Task details >> Transcribe exactly every line from the one with "Where can you spot the small" to the last line of the listing below, including both.
Start of Records for the exercise
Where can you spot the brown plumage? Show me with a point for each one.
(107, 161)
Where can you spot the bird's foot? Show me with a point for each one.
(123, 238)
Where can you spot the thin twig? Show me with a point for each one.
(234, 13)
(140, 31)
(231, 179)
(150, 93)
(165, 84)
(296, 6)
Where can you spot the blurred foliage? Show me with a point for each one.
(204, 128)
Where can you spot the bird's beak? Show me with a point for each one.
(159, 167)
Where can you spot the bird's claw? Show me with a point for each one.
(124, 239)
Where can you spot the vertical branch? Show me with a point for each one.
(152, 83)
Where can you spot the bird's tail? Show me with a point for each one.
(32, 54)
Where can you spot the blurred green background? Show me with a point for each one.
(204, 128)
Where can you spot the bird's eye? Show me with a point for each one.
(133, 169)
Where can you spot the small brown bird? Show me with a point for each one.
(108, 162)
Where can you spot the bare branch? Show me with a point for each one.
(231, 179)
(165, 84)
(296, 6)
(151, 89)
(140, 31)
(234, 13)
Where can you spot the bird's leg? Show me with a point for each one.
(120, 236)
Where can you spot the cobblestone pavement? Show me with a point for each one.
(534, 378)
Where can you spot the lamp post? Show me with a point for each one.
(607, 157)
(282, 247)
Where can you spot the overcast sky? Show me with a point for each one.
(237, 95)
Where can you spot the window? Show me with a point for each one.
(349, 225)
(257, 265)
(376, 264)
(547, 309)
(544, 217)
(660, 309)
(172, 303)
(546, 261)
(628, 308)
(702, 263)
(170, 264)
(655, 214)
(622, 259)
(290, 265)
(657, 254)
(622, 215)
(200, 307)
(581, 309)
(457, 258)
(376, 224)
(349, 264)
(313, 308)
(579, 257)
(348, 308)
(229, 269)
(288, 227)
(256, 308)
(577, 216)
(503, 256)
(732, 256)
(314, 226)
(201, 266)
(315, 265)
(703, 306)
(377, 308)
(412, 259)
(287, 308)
End of Records for the exercise
Expected answer >>
Where can you spot the small brown bird? Show me with a point for each one.
(108, 162)
Where can you spot the bare branch? Show me with a point for each one.
(231, 179)
(165, 84)
(296, 6)
(151, 89)
(140, 31)
(234, 13)
Where can you spot the bird's leg? Show me with a point for each one.
(120, 236)
Where can you spot the cobblestone pavement? Show me with a point for each one.
(534, 378)
Where can you spot the lamp post? Show me with a point for each one.
(607, 157)
(282, 247)
Where can you spot the overcast sky? Show me with a point for each one.
(237, 95)
Where can you spot the window? Show me with a point for each one.
(349, 225)
(257, 265)
(376, 264)
(547, 309)
(544, 217)
(660, 309)
(172, 303)
(546, 261)
(628, 308)
(702, 263)
(170, 264)
(655, 214)
(622, 259)
(290, 265)
(657, 254)
(622, 215)
(200, 307)
(581, 309)
(457, 258)
(376, 224)
(349, 264)
(313, 308)
(579, 257)
(348, 308)
(229, 269)
(288, 227)
(256, 308)
(577, 216)
(503, 256)
(732, 256)
(314, 226)
(201, 266)
(315, 265)
(703, 306)
(377, 308)
(412, 259)
(287, 308)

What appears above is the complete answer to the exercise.